#### PROBLEM TO SOLVE
Return, character for character, the lines of the listing below that begin at the line containing "# point at: the woman with" and stop after the line containing "[[359, 375], [316, 855], [249, 398]]". Leave out any pictures.

┏━━

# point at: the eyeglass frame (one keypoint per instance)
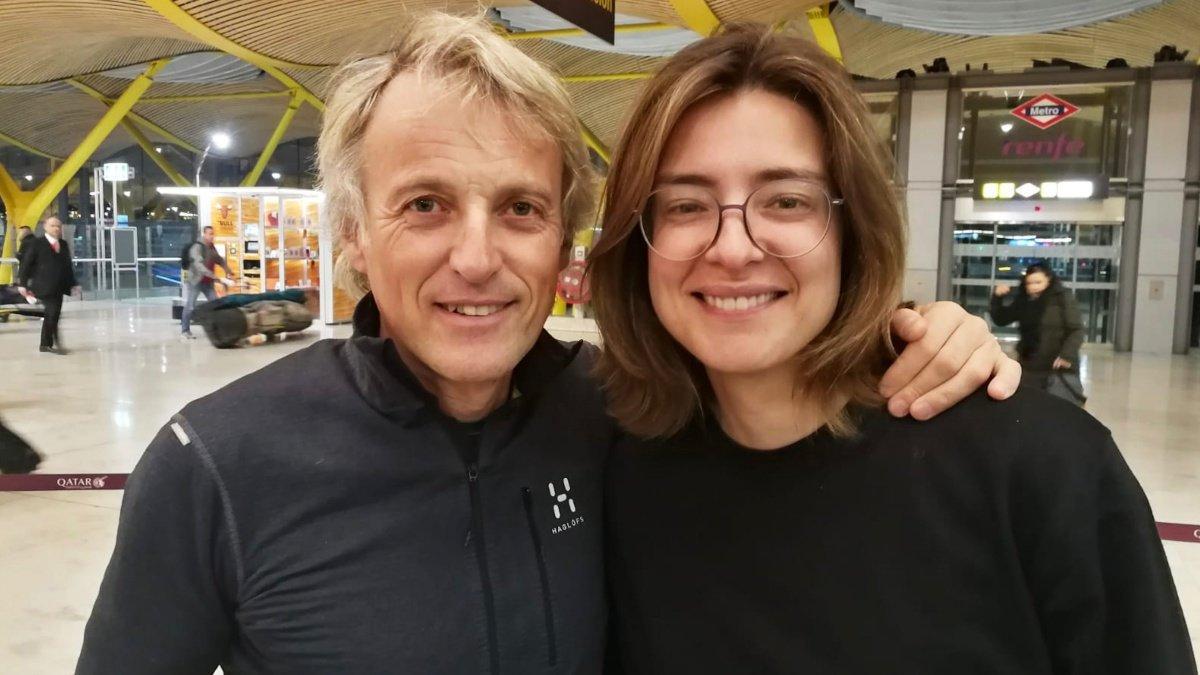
(745, 222)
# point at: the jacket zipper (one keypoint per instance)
(547, 609)
(477, 525)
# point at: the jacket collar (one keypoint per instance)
(390, 387)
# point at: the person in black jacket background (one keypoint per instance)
(47, 272)
(1048, 320)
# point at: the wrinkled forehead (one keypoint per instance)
(417, 102)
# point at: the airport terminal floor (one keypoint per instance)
(129, 371)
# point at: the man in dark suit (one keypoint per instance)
(24, 238)
(47, 273)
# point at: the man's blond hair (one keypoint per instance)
(467, 58)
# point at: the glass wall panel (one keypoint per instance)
(1085, 256)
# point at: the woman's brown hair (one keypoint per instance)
(654, 386)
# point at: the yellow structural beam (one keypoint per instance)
(143, 121)
(595, 144)
(822, 29)
(27, 147)
(202, 97)
(54, 184)
(697, 16)
(175, 15)
(155, 155)
(607, 77)
(273, 142)
(579, 31)
(9, 189)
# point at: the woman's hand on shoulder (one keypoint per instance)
(948, 356)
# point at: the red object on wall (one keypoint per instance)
(1045, 111)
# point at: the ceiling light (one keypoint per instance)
(1075, 189)
(1027, 190)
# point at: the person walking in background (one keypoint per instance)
(16, 454)
(24, 238)
(47, 272)
(199, 274)
(1048, 320)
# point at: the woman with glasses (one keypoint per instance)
(769, 517)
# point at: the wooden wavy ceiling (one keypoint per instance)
(48, 41)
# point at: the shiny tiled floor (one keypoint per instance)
(95, 410)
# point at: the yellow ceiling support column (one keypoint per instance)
(273, 142)
(155, 156)
(54, 184)
(28, 148)
(232, 96)
(16, 203)
(697, 16)
(9, 187)
(175, 15)
(822, 28)
(144, 123)
(595, 144)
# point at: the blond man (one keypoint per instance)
(425, 496)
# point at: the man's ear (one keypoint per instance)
(564, 254)
(353, 249)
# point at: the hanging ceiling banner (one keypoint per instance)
(598, 17)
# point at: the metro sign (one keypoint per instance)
(1044, 111)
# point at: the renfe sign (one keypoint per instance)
(597, 17)
(1044, 111)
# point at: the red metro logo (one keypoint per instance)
(1044, 111)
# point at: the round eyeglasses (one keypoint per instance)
(786, 219)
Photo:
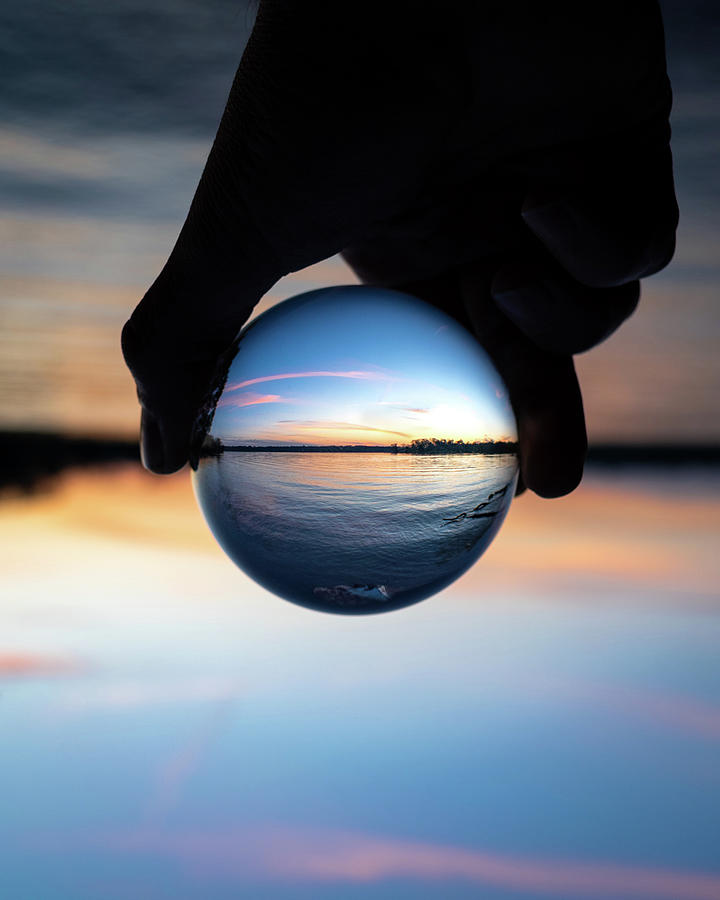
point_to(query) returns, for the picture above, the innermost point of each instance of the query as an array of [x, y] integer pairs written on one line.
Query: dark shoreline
[[30, 460]]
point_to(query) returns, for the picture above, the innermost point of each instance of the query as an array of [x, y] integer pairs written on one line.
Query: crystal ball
[[357, 451]]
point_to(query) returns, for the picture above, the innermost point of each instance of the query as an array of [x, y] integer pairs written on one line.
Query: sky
[[546, 728], [360, 366], [103, 138]]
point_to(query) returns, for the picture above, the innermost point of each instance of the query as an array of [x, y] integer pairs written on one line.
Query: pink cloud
[[359, 375], [316, 855], [249, 398]]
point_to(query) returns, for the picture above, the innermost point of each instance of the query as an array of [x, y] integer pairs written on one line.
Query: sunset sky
[[365, 372]]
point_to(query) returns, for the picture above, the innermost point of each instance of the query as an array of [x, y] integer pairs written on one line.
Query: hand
[[508, 162]]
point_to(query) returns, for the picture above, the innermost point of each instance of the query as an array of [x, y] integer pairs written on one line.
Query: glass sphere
[[357, 452]]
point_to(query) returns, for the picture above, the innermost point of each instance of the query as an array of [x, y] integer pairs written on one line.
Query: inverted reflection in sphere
[[357, 452]]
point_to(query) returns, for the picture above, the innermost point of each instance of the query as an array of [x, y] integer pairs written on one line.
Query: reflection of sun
[[451, 421]]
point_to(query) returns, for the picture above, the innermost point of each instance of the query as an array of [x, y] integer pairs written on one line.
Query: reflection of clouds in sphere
[[358, 452]]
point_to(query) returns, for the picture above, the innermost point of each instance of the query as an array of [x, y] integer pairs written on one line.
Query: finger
[[617, 222], [558, 313]]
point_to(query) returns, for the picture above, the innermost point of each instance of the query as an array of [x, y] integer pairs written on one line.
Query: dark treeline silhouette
[[31, 461], [213, 446]]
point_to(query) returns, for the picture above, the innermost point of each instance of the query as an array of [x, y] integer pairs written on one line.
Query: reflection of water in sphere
[[358, 451]]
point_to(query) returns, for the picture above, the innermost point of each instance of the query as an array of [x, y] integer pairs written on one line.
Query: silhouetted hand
[[507, 162]]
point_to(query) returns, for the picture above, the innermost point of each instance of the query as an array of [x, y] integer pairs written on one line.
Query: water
[[349, 532]]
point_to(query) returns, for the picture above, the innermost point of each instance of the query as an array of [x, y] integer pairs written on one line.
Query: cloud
[[358, 375], [138, 693], [249, 398], [320, 856], [337, 426]]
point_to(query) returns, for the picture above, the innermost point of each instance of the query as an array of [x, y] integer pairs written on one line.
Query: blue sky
[[360, 366]]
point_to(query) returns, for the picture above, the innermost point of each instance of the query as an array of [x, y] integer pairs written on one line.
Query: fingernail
[[152, 451]]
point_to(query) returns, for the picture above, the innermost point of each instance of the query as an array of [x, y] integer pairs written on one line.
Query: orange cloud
[[16, 664], [249, 398], [359, 375], [316, 855]]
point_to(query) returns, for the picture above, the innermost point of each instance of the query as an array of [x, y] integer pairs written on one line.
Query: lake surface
[[355, 532], [547, 728]]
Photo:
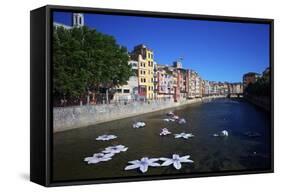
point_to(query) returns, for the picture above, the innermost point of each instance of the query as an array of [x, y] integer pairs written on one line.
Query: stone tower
[[78, 20]]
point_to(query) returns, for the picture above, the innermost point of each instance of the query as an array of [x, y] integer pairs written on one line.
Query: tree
[[85, 60]]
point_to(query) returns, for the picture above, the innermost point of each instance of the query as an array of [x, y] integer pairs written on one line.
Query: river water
[[237, 152]]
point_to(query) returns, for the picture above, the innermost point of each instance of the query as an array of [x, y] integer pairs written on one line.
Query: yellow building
[[144, 57]]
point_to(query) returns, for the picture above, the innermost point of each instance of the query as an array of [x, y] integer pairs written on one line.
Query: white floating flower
[[143, 164], [168, 120], [184, 135], [106, 137], [139, 124], [165, 131], [182, 121], [98, 157], [175, 117], [170, 113], [115, 149], [176, 160]]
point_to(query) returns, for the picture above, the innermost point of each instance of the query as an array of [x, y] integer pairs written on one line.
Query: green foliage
[[85, 60]]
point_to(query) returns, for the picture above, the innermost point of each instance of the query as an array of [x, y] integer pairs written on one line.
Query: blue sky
[[218, 51]]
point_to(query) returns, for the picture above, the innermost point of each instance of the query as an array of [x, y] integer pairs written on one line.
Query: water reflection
[[239, 151]]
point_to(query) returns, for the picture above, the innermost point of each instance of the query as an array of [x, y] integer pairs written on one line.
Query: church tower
[[78, 20]]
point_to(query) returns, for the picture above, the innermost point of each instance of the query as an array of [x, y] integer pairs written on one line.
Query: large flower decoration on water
[[115, 149], [164, 132], [106, 137], [176, 160], [139, 124], [168, 120], [182, 121], [143, 164], [98, 157], [184, 135]]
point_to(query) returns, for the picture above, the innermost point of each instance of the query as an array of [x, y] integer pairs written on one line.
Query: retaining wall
[[65, 118]]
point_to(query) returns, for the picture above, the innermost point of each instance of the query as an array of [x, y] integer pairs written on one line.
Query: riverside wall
[[66, 118]]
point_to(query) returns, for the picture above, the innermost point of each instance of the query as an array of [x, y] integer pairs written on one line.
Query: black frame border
[[48, 84]]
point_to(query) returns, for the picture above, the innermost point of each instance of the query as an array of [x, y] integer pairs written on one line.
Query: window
[[126, 91]]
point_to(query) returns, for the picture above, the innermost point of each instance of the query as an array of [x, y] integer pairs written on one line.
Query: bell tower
[[78, 20]]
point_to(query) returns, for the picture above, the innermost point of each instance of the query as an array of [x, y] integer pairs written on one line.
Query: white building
[[77, 21], [128, 92]]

┗━━

#### ANSWER FOR THE TASK
# point at: the woman with glasses (one keypoint per instance)
(769, 517)
# point at: the wooden wavy ceiling (one keypoint per instance)
(48, 41)
# point at: the shiny tiled floor (one keypoint per instance)
(95, 410)
# point at: the yellow ceiling support column (one keypoint per instance)
(273, 142)
(155, 156)
(54, 184)
(28, 148)
(232, 96)
(16, 203)
(697, 16)
(9, 187)
(175, 15)
(822, 28)
(144, 123)
(595, 144)
# point at: the blond man (one keypoint per instance)
(425, 496)
# point at: the man's ear (one keypoint per instance)
(564, 254)
(353, 249)
# point at: the hanging ceiling banner (one keypoint per instance)
(598, 17)
# point at: the metro sign (one keypoint per instance)
(1044, 111)
# point at: the renfe sign (one keypoint per instance)
(597, 17)
(1044, 111)
# point at: the red metro logo (one keypoint per instance)
(1044, 111)
# point at: the round eyeglasses (one keypoint per instance)
(786, 219)
Photo:
point_to(query) returns, for the picture above, the innermost point of each instance of the query as an array of [x, y] integer pairs written on one line.
Query: dark shoreline
[[30, 460]]
point_to(query) returns, for the picture above, the innermost point of each instance of the query as an array of [x, y] integer pairs written on one line.
Query: crystal ball
[[357, 451]]
point_to(query) returns, for the picture above, the innermost point of each instance of the query as an array of [x, y] integer pairs written on one line.
Query: sky
[[546, 728], [360, 366], [103, 138]]
point_to(query) returns, for the picture above, the innermost point of each instance of the query as an array of [x, y] integer pairs written on one line.
Query: pink cloud
[[359, 375], [316, 855], [249, 398]]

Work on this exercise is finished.